# INSTRUCTIONS FOR THE TASK
Extract every line of the entries that contains the string "brown". Case counts.

-- START THE RECORDS --

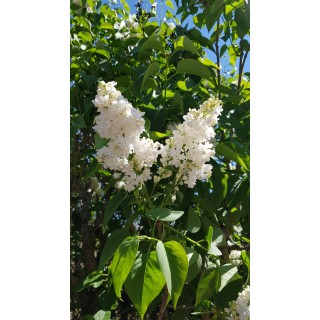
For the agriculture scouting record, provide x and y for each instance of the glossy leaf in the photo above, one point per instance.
(111, 245)
(145, 281)
(224, 150)
(184, 43)
(122, 262)
(173, 263)
(163, 214)
(195, 67)
(195, 263)
(112, 206)
(153, 42)
(102, 315)
(193, 221)
(228, 273)
(206, 284)
(152, 69)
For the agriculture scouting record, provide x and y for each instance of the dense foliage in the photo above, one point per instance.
(162, 250)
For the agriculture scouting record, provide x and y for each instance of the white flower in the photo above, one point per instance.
(235, 257)
(189, 152)
(128, 155)
(171, 25)
(131, 22)
(120, 25)
(118, 35)
(240, 309)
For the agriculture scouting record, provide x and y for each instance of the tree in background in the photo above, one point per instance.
(159, 172)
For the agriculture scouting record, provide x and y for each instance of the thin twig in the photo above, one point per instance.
(163, 303)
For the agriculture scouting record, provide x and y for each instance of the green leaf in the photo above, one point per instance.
(206, 285)
(155, 135)
(246, 259)
(85, 22)
(106, 25)
(195, 67)
(195, 263)
(122, 262)
(144, 282)
(94, 280)
(111, 245)
(193, 221)
(224, 150)
(153, 42)
(228, 273)
(169, 4)
(153, 68)
(173, 263)
(112, 206)
(90, 4)
(100, 142)
(213, 249)
(102, 315)
(85, 35)
(163, 214)
(184, 43)
(220, 186)
(104, 52)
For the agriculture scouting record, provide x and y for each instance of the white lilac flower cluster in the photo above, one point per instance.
(190, 146)
(131, 157)
(240, 309)
(124, 25)
(128, 155)
(235, 257)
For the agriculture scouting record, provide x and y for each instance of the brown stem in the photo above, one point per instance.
(241, 66)
(163, 303)
(218, 56)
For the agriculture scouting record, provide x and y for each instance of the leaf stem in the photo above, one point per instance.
(147, 238)
(184, 236)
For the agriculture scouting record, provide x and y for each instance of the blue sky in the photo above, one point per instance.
(161, 12)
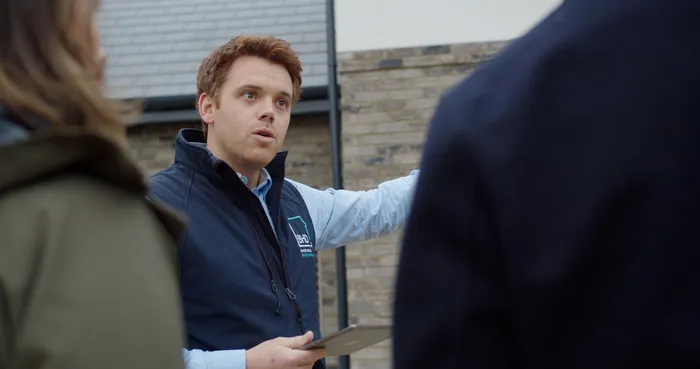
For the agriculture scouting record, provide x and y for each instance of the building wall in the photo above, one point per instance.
(433, 22)
(388, 97)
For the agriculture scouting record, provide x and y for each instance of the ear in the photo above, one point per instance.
(206, 107)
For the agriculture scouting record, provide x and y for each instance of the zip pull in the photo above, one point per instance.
(274, 289)
(290, 293)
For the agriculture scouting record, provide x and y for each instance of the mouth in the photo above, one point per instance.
(264, 132)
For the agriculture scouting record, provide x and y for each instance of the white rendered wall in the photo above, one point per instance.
(388, 24)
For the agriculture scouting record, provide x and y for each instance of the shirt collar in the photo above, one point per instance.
(264, 183)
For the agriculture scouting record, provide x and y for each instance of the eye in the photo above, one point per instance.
(282, 103)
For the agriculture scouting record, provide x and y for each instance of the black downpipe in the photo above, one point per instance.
(334, 118)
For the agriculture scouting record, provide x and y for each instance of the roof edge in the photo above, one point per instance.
(184, 102)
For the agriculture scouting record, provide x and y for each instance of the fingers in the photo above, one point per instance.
(296, 342)
(304, 358)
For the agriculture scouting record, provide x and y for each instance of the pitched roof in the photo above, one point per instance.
(155, 46)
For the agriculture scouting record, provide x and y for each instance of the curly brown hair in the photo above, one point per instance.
(214, 69)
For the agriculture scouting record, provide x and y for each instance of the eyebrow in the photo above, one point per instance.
(258, 88)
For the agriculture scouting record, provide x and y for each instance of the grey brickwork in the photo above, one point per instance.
(155, 46)
(388, 97)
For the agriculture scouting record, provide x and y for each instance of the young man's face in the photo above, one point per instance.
(249, 125)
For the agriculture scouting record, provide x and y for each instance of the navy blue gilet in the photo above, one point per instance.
(240, 284)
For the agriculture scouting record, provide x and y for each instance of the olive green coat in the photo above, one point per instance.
(88, 275)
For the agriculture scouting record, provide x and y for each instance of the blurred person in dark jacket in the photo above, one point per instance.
(87, 265)
(556, 220)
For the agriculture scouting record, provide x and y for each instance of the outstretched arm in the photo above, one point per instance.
(341, 216)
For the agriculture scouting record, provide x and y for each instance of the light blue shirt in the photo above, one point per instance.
(340, 217)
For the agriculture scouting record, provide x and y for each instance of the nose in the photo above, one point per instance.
(267, 114)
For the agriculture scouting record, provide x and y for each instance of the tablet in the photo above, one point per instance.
(351, 339)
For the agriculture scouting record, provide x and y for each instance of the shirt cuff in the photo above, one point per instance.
(222, 359)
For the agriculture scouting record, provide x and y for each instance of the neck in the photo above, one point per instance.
(252, 174)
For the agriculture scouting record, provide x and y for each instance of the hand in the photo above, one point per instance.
(282, 353)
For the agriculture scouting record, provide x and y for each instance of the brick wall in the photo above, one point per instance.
(388, 96)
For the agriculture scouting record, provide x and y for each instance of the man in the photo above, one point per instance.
(561, 192)
(248, 272)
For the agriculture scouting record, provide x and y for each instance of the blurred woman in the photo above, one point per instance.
(87, 265)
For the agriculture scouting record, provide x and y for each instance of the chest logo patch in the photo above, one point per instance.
(302, 236)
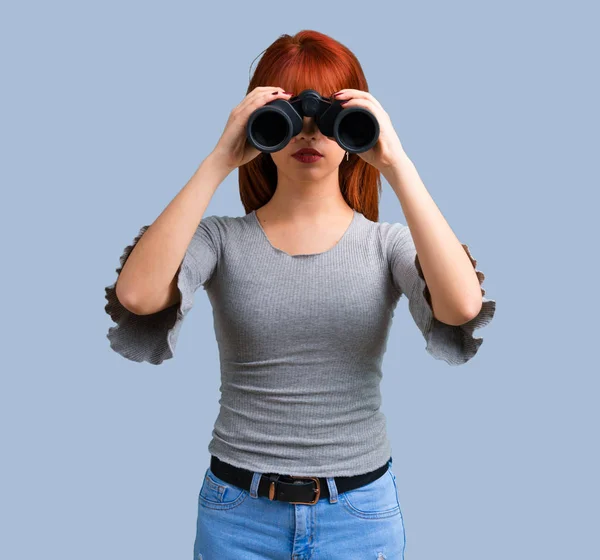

-- END THE RECORDS --

# FINAL RESULT
For the agriculture scouting record, provide x and y for each instance of the brown stem in the photo above, one point per instance.
For the agriculture scouting record, provide x and y for each instance of the curly brown hair in the photo above, one point per instance.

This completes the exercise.